* [Exercise description]: Copy out each of the rows below word for word, in the same order, leaving none out.

* [Input material]:
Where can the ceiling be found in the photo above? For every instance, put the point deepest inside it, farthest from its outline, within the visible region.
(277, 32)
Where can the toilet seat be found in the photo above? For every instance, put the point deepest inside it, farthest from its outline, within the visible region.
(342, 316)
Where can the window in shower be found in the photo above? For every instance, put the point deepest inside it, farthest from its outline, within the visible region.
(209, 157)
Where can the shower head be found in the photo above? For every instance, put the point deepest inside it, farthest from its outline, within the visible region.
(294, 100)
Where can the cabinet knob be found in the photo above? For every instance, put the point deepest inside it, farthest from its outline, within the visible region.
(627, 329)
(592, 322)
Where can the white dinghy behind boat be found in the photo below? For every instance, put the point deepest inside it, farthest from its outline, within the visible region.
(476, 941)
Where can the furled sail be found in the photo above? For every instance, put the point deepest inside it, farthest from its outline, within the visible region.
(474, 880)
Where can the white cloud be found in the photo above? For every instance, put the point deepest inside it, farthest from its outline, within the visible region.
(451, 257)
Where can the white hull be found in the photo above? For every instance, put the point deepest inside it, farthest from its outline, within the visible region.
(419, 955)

* [Response below]:
Where can the ceiling be found in the photo above? For every instance, put the point deepest inside it, farthest from its outline, within the visible region.
(277, 32)
Where can the toilet seat be found in the photo above? For every instance, put the point deepest inside it, farthest from its outline, within the visible region.
(342, 316)
Where can the window in shower be found in the photo above? For every instance, put the point deepest inside it, farthest from its outline, within the visible region.
(209, 157)
Where can the shower head be found in the photo above? For every instance, put the point deepest inside it, farthest from its outline, within the visible region.
(294, 100)
Where can the cabinet knob be found in the photo above? For every instance, put the point deepest inside it, farthest from its outline, within the visible region.
(627, 329)
(592, 322)
Where can the white dinghy behind boat be found in the photo below? For every instance, put the point deepest inside it, farthest from its outline, within the visible region.
(476, 941)
Where can the furled sail be found in the photo above? For every instance, put the point deepest inside it, farthest from its outline, within the visible region.
(474, 880)
Where can the white cloud be found in the photo above? For every instance, put the point deepest inside it, farthest from its outline, within the visible region.
(451, 257)
Where can the white hull be found in the photo above? For every instance, put the point deepest inside it, farthest from its outline, within the visible region.
(419, 955)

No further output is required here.